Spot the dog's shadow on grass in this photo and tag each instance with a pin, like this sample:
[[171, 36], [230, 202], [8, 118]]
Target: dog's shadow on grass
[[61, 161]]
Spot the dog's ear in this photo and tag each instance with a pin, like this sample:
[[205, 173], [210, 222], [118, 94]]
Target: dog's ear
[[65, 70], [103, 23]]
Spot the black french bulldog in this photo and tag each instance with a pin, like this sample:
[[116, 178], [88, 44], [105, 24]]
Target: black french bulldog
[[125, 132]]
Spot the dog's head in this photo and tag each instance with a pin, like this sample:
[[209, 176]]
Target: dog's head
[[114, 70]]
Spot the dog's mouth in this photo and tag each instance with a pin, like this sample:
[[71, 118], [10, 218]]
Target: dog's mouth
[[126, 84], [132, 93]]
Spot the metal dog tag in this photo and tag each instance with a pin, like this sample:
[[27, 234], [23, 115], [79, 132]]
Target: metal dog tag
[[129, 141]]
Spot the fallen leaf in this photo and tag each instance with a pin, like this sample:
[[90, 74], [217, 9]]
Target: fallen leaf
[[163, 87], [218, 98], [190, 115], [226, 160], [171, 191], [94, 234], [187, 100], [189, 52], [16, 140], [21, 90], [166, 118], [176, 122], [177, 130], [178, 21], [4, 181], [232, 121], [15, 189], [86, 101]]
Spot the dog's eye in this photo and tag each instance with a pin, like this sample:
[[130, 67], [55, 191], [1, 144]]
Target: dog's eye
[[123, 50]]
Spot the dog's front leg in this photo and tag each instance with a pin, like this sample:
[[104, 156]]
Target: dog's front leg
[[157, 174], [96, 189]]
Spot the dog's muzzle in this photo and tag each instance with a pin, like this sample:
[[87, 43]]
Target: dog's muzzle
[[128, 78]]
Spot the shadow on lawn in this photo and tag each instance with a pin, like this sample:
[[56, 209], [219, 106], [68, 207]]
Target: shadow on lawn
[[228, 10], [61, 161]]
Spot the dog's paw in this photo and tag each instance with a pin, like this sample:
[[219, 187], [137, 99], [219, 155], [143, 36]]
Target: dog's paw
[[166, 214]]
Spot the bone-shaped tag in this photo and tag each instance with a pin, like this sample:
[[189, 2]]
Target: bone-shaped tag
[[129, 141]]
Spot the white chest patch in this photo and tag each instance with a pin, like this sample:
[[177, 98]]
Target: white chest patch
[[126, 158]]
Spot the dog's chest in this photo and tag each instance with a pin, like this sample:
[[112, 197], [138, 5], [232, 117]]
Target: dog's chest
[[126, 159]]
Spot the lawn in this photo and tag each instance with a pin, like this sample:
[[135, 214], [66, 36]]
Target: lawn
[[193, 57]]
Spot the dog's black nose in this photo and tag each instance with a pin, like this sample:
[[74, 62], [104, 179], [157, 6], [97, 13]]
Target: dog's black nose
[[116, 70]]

* * *

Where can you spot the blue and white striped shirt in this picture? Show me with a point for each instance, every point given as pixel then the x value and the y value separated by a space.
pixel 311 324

==

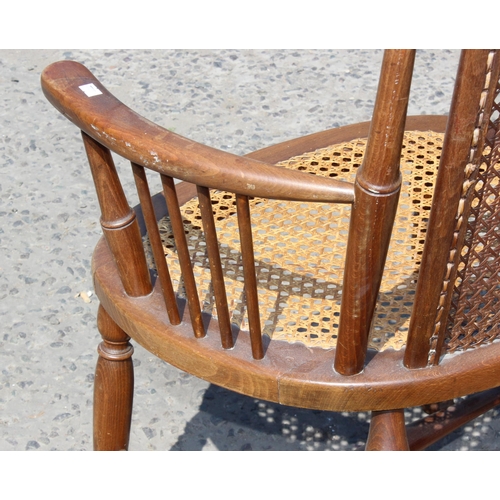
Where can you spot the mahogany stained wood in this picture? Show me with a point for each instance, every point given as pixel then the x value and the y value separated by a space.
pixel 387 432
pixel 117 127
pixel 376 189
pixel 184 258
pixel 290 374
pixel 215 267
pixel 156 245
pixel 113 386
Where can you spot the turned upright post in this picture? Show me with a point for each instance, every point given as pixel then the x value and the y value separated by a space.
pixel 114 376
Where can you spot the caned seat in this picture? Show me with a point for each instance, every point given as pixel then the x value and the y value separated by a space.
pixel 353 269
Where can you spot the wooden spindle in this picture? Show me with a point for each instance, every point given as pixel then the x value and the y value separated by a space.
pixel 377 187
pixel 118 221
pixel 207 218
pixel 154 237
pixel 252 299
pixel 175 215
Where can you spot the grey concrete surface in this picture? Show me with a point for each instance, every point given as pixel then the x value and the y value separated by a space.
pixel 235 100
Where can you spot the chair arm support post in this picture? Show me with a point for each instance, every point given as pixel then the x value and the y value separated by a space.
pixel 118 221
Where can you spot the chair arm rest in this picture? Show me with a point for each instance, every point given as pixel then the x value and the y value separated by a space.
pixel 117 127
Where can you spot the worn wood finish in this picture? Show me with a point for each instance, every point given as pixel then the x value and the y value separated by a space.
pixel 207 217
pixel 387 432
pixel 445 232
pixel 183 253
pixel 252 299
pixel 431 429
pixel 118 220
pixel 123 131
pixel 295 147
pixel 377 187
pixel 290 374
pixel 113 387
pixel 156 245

Directions for this task –
For this exercise, please output exactly the lines above starting at the line with "Spot the shadow" and ending at the line with "Spot the dog's paw", ends included.

Solution –
Spot the shadow on lawn in this photo and tag each instance with a pin, like this sample:
[[56, 209], [219, 106], [68, 207]]
Target: shadow on lawn
[[228, 10], [61, 161]]
Spot the dog's paw in this photo and tag each instance with a pin, like this sample:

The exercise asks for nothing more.